-------- 抜粋 --------

片方が終わったら、もう片方も同じように耳掃除と点耳を実施して。

全部終了したら、鎮静剤の拮抗薬を筋肉注射して醒ましてやります。


小型犬で寒い季節だったら、入院室で保温しながら醒ますのですが、10キロ台半ばの中型犬で、まだまだ外気温は暑いですから、待ち合い室で飼い主様に見てもらいます。

拮抗剤を注射して10分も経つと、起き上って来ます。
十分に覚醒したのを確認してから帰宅していただきます。


明日の午後診に、飼い主様だけ来院していただいて、培養と感受性試験の結果に基づいたお薬を処方することになると思います。

しかし、サンド君、今回はそれで切り抜けても、再発予防のための日々の耳のホームケアが出来ないと、また再発する可能性があります。

7才の今更ではありますが。飼い主様にはサンド君の身体を何処でも自由に扱えるようになって欲しいです。
でも、難しいし、無理かな?

-------- 提供データ --------

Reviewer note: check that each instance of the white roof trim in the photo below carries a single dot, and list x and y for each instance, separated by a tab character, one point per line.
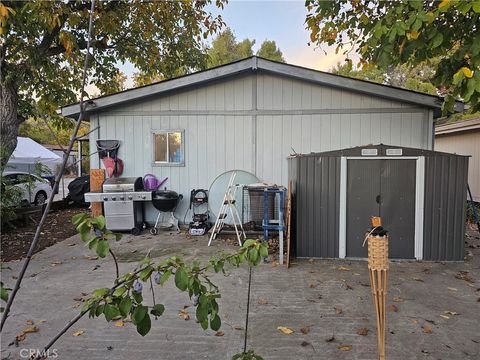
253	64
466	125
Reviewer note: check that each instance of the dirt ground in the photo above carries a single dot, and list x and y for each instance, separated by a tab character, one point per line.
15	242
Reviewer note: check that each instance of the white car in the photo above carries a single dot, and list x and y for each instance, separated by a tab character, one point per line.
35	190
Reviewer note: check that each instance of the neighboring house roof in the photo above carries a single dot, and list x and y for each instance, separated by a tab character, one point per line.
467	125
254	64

--------
-------- 提供データ --------

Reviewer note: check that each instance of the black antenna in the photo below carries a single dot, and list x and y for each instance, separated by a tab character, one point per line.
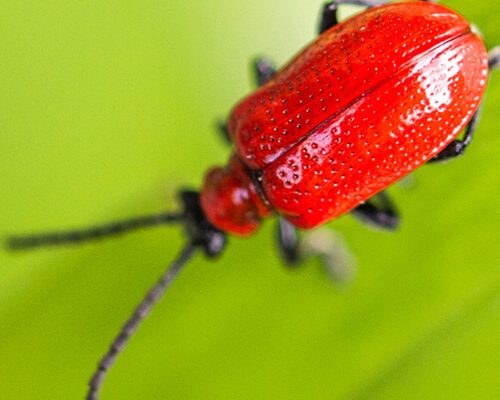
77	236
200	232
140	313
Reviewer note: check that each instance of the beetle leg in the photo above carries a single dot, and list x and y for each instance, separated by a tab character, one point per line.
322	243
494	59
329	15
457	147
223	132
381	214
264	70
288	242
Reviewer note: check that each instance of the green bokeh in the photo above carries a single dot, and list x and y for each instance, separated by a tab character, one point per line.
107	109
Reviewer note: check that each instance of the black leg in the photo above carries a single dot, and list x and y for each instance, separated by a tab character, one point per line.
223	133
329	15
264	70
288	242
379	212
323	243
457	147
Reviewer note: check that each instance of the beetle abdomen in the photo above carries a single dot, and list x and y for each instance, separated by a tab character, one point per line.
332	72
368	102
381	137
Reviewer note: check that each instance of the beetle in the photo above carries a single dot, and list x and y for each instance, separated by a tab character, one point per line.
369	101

--------

**作業項目**
犬の耳の処置についての抜粋から、"全部終了したら、鎮静剤の拮抗薬を筋肉注射して醒ましてやります。"で始まり"えるようになって欲しいです。"で終わる部分をそのまま書き写してください。

**作業結果**
全部終了したら、鎮静剤の拮抗薬を筋肉注射して醒ましてやります。


小型犬で寒い季節だったら、入院室で保温しながら醒ますのですが、10キロ台半ばの中型犬で、まだまだ外気温は暑いですから、待ち合い室で飼い主様に見てもらいます。

拮抗剤を注射して10分も経つと、起き上って来ます。
十分に覚醒したのを確認してから帰宅していただきます。


明日の午後診に、飼い主様だけ来院していただいて、培養と感受性試験の結果に基づいたお薬を処方することになると思います。

しかし、サンド君、今回はそれで切り抜けても、再発予防のための日々の耳のホームケアが出来ないと、また再発する可能性があります。

7才の今更ではありますが。飼い主様にはサンド君の身体を何処でも自由に扱えるようになって欲しいです。